** Begin **
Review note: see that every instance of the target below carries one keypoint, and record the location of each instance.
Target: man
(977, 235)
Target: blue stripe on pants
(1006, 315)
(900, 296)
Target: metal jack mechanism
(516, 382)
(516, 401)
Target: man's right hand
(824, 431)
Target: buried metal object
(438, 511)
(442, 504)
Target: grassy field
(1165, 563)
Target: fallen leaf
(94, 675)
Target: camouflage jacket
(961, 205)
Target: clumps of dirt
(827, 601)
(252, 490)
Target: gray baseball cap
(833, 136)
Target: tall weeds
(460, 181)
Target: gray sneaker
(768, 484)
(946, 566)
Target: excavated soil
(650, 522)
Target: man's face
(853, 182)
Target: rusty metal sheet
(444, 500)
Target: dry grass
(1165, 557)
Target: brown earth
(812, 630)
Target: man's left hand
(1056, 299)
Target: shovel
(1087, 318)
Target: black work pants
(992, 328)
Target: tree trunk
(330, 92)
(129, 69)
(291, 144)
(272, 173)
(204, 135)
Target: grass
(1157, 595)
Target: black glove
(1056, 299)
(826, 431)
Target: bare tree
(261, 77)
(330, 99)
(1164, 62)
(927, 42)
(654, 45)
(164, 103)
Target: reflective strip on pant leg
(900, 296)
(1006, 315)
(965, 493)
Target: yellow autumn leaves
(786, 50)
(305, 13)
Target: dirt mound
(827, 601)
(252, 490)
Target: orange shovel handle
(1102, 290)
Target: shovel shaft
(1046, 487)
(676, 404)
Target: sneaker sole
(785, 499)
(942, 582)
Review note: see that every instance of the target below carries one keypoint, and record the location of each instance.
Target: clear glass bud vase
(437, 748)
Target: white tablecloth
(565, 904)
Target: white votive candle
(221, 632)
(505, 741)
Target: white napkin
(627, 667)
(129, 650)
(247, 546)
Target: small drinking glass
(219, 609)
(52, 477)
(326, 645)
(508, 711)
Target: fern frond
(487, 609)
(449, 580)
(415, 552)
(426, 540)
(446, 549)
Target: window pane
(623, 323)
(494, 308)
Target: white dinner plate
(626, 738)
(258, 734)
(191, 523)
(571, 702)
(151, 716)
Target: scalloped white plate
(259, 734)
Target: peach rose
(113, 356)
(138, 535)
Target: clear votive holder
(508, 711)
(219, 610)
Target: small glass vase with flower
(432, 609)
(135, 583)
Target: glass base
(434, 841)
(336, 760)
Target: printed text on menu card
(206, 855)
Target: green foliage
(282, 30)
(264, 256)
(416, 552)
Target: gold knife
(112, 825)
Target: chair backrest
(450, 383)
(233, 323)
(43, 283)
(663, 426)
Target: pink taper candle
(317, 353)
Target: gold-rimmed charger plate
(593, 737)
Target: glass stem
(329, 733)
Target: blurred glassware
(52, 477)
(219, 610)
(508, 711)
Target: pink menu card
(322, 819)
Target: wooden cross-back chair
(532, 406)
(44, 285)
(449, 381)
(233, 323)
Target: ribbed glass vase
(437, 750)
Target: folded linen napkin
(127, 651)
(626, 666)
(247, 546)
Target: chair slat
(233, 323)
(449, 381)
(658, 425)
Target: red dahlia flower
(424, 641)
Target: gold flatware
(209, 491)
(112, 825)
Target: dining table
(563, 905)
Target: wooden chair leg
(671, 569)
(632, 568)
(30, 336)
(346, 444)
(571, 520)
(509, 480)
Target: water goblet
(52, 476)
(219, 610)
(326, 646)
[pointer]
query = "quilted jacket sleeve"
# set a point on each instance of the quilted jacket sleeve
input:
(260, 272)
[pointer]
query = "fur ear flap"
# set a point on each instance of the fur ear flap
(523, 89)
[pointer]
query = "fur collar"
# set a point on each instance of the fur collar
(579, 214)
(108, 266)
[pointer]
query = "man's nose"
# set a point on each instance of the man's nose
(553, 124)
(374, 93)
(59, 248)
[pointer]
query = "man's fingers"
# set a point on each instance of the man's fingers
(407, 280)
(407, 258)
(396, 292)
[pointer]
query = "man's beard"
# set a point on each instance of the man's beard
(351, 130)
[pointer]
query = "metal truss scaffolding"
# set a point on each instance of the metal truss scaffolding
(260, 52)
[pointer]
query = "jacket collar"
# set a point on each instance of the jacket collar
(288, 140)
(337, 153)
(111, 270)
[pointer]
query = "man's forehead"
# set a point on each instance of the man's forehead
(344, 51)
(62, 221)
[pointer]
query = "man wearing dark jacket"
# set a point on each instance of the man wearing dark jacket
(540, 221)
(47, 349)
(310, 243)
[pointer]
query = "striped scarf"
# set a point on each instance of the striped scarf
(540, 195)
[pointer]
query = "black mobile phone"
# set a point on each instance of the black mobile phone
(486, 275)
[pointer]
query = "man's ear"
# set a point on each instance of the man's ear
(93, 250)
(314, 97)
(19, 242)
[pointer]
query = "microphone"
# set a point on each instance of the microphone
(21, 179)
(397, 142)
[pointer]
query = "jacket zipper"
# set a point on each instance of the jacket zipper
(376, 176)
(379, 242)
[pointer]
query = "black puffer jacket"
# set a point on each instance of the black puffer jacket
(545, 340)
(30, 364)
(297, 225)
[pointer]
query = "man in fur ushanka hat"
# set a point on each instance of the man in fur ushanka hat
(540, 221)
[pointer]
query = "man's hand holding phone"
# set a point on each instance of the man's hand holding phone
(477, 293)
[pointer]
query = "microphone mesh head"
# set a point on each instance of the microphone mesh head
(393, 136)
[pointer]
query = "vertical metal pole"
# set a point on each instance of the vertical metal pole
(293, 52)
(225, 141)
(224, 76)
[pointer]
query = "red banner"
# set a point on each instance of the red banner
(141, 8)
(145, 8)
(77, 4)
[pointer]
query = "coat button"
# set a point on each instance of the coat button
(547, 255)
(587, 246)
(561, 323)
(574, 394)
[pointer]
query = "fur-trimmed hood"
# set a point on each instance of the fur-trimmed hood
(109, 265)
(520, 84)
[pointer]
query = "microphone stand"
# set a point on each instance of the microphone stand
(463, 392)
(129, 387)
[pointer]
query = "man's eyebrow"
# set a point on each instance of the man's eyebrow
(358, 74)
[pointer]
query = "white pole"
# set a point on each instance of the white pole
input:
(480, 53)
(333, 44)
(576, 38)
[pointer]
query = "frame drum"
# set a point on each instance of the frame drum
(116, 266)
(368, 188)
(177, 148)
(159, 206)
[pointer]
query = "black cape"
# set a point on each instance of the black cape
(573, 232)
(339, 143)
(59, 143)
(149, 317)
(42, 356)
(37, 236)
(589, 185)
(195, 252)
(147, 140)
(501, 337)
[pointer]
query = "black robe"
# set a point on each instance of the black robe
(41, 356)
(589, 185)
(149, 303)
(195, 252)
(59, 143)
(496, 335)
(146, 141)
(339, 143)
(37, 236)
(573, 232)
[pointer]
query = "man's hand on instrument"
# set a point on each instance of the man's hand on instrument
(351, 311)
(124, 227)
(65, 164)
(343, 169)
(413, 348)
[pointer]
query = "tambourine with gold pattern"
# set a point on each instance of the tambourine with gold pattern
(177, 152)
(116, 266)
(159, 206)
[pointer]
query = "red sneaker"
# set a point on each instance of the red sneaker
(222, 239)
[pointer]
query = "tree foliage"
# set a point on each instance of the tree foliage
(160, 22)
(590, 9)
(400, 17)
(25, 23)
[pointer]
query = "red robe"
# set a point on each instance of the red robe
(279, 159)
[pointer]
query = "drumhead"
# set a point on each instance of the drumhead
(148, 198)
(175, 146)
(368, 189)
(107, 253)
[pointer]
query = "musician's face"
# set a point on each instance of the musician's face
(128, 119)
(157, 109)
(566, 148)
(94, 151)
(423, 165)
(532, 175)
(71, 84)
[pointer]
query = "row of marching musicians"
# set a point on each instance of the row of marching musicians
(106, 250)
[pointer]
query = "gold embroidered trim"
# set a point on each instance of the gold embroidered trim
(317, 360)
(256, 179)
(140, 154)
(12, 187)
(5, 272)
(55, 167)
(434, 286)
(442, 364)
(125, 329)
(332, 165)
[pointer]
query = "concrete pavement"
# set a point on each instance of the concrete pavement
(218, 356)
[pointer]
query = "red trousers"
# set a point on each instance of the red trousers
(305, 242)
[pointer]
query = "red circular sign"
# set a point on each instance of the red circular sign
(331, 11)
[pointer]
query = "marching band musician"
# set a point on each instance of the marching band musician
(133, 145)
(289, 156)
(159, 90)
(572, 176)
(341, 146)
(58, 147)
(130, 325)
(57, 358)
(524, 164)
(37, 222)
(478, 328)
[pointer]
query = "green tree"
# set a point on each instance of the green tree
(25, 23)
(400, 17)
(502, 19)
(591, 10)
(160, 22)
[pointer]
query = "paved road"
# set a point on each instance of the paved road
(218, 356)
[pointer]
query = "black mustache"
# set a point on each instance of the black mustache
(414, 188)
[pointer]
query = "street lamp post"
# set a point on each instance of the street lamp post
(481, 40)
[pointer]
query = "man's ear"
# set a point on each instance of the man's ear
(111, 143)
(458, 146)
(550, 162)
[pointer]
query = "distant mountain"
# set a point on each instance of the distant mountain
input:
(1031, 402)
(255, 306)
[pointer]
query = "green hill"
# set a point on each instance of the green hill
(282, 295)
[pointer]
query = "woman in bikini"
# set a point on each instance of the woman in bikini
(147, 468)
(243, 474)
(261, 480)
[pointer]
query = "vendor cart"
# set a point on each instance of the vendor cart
** End **
> [Task to complete]:
Show each line of the rows above that contains the string "dirt".

> [Solution to this task]:
Target: clumps of dirt
Target: dirt mound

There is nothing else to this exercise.